◆ **Given problem**: Write each line exactly, from the line that holds "Category: water surface" through the final line of the material, and no other line.

#### Supplied material ####

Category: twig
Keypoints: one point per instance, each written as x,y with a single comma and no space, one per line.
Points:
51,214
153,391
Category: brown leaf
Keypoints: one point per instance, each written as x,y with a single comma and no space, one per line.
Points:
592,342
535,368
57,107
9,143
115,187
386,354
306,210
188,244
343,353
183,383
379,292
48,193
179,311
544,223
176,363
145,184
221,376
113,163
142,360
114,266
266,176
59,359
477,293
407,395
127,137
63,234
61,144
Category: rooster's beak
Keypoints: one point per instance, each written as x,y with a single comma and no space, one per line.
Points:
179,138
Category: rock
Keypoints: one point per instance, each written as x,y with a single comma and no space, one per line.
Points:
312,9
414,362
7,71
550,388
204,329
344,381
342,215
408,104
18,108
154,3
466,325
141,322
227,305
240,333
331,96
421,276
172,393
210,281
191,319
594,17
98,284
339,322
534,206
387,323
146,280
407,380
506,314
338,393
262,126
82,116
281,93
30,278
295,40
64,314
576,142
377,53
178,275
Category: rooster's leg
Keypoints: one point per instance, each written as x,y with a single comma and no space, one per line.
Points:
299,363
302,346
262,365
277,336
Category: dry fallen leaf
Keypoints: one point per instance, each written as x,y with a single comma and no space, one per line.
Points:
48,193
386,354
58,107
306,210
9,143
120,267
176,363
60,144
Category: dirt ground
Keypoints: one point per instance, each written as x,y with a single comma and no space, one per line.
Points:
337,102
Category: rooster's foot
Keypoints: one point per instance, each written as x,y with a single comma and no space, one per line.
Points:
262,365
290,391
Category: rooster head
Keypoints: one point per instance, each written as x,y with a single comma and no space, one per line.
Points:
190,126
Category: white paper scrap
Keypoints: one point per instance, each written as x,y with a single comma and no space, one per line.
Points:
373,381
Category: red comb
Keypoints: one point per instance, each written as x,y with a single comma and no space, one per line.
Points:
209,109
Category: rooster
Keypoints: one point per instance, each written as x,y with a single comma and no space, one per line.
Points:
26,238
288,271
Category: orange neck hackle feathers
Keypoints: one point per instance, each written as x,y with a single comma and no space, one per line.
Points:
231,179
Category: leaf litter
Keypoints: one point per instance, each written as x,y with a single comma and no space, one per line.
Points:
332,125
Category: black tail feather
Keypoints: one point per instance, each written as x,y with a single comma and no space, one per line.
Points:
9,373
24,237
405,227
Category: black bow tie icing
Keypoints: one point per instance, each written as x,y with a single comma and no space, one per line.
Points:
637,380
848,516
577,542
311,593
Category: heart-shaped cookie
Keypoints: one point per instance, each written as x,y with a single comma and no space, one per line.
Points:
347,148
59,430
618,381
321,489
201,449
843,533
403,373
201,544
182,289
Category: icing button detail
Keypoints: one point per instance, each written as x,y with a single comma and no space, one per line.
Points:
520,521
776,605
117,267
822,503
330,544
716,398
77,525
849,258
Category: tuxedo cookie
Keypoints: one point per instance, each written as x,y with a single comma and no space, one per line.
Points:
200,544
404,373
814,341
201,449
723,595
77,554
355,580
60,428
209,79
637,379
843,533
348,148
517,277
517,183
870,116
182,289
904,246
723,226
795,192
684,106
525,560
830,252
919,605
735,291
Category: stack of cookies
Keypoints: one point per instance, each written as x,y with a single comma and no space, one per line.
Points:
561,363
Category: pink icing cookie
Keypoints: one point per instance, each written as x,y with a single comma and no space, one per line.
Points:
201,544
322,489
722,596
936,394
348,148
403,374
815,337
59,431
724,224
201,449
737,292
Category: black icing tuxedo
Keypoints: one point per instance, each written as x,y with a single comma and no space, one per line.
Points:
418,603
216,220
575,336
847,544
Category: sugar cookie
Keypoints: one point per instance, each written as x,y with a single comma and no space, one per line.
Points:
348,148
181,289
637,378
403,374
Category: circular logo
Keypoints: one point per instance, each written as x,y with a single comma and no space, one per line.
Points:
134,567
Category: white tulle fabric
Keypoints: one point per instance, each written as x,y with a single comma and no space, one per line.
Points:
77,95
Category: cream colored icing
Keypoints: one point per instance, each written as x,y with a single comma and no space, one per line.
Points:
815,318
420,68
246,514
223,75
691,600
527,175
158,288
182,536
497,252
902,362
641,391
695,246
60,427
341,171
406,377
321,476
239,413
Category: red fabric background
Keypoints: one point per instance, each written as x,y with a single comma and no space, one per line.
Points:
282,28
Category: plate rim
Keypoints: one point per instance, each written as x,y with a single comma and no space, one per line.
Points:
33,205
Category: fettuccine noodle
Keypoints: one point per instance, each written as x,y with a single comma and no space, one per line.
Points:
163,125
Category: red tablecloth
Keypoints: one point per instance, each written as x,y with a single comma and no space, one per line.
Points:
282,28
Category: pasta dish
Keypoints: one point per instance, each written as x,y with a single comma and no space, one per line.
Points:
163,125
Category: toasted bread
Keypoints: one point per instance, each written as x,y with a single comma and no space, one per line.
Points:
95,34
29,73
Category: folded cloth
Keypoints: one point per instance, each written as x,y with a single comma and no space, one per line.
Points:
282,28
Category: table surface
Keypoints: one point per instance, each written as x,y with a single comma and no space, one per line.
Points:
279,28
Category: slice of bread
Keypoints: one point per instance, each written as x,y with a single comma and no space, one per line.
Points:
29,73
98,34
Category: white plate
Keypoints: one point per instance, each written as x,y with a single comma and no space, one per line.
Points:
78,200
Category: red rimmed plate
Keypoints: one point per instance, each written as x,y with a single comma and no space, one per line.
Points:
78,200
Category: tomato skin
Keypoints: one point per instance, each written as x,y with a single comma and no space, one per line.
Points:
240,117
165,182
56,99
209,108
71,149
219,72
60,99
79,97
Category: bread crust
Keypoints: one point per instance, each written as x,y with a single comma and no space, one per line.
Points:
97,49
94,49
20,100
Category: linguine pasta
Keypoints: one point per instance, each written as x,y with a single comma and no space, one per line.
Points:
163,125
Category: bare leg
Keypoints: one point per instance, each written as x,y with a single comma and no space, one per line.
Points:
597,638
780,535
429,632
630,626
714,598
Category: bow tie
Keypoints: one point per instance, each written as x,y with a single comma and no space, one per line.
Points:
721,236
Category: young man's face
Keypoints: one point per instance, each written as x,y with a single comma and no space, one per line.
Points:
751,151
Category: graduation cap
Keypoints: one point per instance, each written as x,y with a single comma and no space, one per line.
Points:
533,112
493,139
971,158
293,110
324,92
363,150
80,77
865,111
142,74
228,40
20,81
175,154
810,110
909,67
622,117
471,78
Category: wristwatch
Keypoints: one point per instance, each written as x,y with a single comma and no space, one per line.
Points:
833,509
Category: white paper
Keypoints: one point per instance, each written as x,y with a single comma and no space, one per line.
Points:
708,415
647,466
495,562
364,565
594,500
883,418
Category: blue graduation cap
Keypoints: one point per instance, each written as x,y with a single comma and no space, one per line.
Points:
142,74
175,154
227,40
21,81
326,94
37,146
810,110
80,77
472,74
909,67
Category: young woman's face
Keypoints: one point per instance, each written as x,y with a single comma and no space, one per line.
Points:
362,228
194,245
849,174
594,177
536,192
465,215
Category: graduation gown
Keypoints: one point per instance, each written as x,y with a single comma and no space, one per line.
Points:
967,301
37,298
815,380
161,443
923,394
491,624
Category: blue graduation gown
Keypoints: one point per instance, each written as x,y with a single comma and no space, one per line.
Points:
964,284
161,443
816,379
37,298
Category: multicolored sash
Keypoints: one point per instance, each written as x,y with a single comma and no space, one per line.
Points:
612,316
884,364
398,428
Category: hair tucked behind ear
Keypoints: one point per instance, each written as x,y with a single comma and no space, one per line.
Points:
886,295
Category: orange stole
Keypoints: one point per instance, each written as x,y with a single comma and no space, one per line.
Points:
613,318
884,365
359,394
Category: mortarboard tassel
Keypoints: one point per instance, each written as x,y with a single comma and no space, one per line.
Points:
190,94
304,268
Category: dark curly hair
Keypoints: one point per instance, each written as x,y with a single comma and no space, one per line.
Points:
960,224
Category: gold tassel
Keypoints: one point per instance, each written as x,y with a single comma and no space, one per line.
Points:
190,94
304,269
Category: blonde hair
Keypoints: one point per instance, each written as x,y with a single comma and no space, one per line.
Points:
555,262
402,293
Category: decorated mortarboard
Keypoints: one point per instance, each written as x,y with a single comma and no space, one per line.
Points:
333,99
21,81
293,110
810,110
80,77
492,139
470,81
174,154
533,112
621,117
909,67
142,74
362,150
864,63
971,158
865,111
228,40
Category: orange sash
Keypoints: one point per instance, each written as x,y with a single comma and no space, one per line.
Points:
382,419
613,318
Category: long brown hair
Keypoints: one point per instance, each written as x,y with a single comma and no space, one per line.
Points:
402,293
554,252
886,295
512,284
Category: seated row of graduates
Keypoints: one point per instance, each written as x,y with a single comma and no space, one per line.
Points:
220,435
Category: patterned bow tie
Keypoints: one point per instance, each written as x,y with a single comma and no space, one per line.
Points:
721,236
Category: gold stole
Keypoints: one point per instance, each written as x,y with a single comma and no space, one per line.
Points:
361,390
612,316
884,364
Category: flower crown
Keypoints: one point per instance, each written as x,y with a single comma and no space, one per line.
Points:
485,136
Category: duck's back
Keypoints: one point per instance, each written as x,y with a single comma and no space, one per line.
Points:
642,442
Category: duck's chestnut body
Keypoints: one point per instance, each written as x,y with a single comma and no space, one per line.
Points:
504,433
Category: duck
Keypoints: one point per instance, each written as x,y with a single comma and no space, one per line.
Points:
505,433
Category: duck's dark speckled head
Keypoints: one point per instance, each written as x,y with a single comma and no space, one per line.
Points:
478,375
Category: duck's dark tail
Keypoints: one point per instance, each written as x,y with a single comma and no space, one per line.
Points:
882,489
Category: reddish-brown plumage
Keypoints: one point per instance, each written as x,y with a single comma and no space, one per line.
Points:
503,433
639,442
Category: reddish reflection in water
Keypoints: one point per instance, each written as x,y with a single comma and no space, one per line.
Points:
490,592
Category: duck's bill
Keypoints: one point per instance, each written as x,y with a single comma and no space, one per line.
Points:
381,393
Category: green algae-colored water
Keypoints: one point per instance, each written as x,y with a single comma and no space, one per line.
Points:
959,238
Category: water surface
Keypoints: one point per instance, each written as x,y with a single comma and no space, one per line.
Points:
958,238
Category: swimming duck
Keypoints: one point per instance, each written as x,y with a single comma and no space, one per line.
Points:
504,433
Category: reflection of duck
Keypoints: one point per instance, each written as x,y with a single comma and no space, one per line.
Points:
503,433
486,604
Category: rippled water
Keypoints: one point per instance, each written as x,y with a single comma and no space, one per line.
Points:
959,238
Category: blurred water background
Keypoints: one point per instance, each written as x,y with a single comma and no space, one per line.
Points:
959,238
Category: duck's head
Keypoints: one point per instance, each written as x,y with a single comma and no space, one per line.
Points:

####

◆ **Expected answer**:
Category: water surface
Keypoints: one point per instance, each written as x,y with a single comma and no space, one per line.
Points:
958,238
Category: swimming duck
Keypoints: one point per instance, each written as x,y with a single comma and no space, one per line.
Points:
504,433
Category: reflection of duck
Keypoints: one point per instance, each written as x,y with a single comma and no space, one per line.
Points:
503,433
486,604
Category: rippled water
Keypoints: one point per instance, each written as x,y with a single comma and no space, one per line.
Points:
959,238
Category: blurred water background
Keypoints: one point per instance, each written as x,y with a single comma and no space, one per line.
Points:
959,238
Category: duck's head
Keypoints: one point per instance, each written as x,y with a single comma and no space, one per line.
Points:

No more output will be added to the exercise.